┌─ FRAGMENTO

Hace unos días
mientras caminaba por Maipú hacia la parada del 278 frente a la estación,
llegando a Vergara intentaba recordar cuantos años pasaron desde que cerró
definitivamente el BAR EL SOL.
Cuando llegue a casa comencé a buscar
en internet a ver que encontraba, surgiendo este relato, que no tengo duda que
es mucho más bonito e interesante que cualquier cosa que salga del teclado de
mi notebook.
Seguramente en otro momento retomare el
tema, buscando y publicando lo que surja, de lo que fue uno de los símbolos de
la Ciudad de Banfield que funciono hasta el 2008.
El Sol de Banfield
Nicolás Fratarelli
Publicado en El Banfileño
Julio 2013
El aroma del café negro se mezcla con la punzante
fragancia que expele la ginebra. El pocillo de porcelana montado sobre un
platito que apenas juega de acompañante segundón, invita a una partida de
tute cabrero al vasito transparente que estría al alcohol.
El sonido acompaña. Las bolas de billar se golpean
entre sí. Se acarician, se saludan, límpidas se reconocen por un instante y se
acomodan para que ese taco de lapacho, lustrado, suave, algo
desvencijado, atiborrado de huellas superpuestas, les vuelva a pegar y a
llamarlas Marta.
El paño verde del único mueble nivelado del bar se
prolonga en las voces asimétricas que rebotan en las bandas. La felpa se
extiende en la barra del estaño, en las disquisiciones de las carambolas, en el
sonido poético de los dados que no logran completar la generala porque los
cuatro ases se resisten en aparecer todos juntos y a la vez, el paño se explaya
en las discusiones políticas que arrancan con un comentario del clima ni bien
entra aquel pintor de mameluco blanco que a modo de saludo expresa entusiasmado
“qué hermosa mañana tenemos hoy” para luego completar la sentencia: “es un día
peronista”.
El humo del cigarrillo se mezcla con aquel hálito
perfumado del café, mientras Crítica - luego Crónica- para unos La Razón para
otros y La Prensa para pocos, se desdoblan sobre la mesa a la espera de una
lectura que busca argumentos para defender posturas preexistentes.
El Bar El Sol era el bar de Banfield. La
antigua tienda y mercería nacida con ese nombre a finales del siglo XIX se
había convertido primero en un bar suburbano, para transformarse con el tiempo,
en un hito de la ciudad incipiente.

└─
┌─ EXTRACTO DE DATOS

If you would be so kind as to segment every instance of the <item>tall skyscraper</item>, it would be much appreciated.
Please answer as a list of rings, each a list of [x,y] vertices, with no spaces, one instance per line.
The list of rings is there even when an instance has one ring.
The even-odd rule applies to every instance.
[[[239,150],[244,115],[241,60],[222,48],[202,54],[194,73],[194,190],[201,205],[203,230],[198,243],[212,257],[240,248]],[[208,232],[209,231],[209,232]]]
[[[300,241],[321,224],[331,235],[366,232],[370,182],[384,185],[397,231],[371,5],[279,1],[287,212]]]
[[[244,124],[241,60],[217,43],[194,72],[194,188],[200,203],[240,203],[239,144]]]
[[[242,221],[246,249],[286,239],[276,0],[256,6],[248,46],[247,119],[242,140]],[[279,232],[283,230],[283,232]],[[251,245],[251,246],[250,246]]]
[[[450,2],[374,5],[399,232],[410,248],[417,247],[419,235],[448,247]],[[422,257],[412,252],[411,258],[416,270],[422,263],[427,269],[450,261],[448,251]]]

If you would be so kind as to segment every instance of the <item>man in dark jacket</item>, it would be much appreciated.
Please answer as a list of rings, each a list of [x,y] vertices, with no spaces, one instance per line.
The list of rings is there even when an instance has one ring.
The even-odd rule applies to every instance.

└─

● CONSIGNA
Enumera todos los periódicos que, según el fragmento sobre el Bar El Sol, se desdoblan sobre la mesa.

● RESPUESTA CORRECTA
Crítica, Crónica, La Razón y La Prensa.